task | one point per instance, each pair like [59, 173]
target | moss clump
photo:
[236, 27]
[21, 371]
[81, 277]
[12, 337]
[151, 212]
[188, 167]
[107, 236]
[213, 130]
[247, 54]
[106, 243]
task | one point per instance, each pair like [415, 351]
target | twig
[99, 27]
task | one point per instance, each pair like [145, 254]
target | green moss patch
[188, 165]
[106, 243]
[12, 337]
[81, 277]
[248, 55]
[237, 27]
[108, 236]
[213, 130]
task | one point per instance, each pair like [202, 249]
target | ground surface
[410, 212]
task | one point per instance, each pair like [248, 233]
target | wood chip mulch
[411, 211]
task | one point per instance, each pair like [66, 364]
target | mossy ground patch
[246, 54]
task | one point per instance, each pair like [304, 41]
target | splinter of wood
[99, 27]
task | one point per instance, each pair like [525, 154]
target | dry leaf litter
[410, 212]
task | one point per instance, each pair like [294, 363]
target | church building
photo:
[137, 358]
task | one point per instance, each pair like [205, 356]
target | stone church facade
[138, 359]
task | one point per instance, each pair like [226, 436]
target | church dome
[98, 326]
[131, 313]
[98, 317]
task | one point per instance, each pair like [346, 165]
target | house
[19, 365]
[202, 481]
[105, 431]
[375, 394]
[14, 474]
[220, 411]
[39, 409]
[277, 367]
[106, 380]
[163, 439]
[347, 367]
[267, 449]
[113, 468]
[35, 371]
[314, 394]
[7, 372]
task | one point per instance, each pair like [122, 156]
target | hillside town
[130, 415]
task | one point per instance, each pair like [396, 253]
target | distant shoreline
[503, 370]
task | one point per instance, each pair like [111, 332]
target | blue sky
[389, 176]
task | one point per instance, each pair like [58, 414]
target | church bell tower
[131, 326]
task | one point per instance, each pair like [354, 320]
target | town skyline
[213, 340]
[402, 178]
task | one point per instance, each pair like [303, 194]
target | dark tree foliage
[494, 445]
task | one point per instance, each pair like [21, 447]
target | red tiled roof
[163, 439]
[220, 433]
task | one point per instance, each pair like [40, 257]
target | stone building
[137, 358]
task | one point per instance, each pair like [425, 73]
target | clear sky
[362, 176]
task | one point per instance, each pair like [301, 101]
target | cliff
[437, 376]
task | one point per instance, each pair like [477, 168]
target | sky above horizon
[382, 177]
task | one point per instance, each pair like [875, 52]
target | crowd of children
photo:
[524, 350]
- - - -
Set exercise => Please return, character for character, everything in the material above from the line containing "task | one point per instance, each pair like [21, 447]" down to the final line of the material, including both of those lines.

Written response =>
task | one point per instance, each pair like [21, 447]
target | red tiled roof
[163, 439]
[220, 433]
task | one point per instance, each pair like [40, 257]
target | stone building
[137, 358]
task | one point per instance, each pair like [425, 73]
target | clear sky
[362, 176]
task | one point per instance, each pair like [301, 101]
target | cliff
[437, 376]
task | one point per instance, each pair like [477, 168]
target | sky above horizon
[382, 177]
task | one point per instance, each pair like [875, 52]
target | crowd of children
photo:
[524, 350]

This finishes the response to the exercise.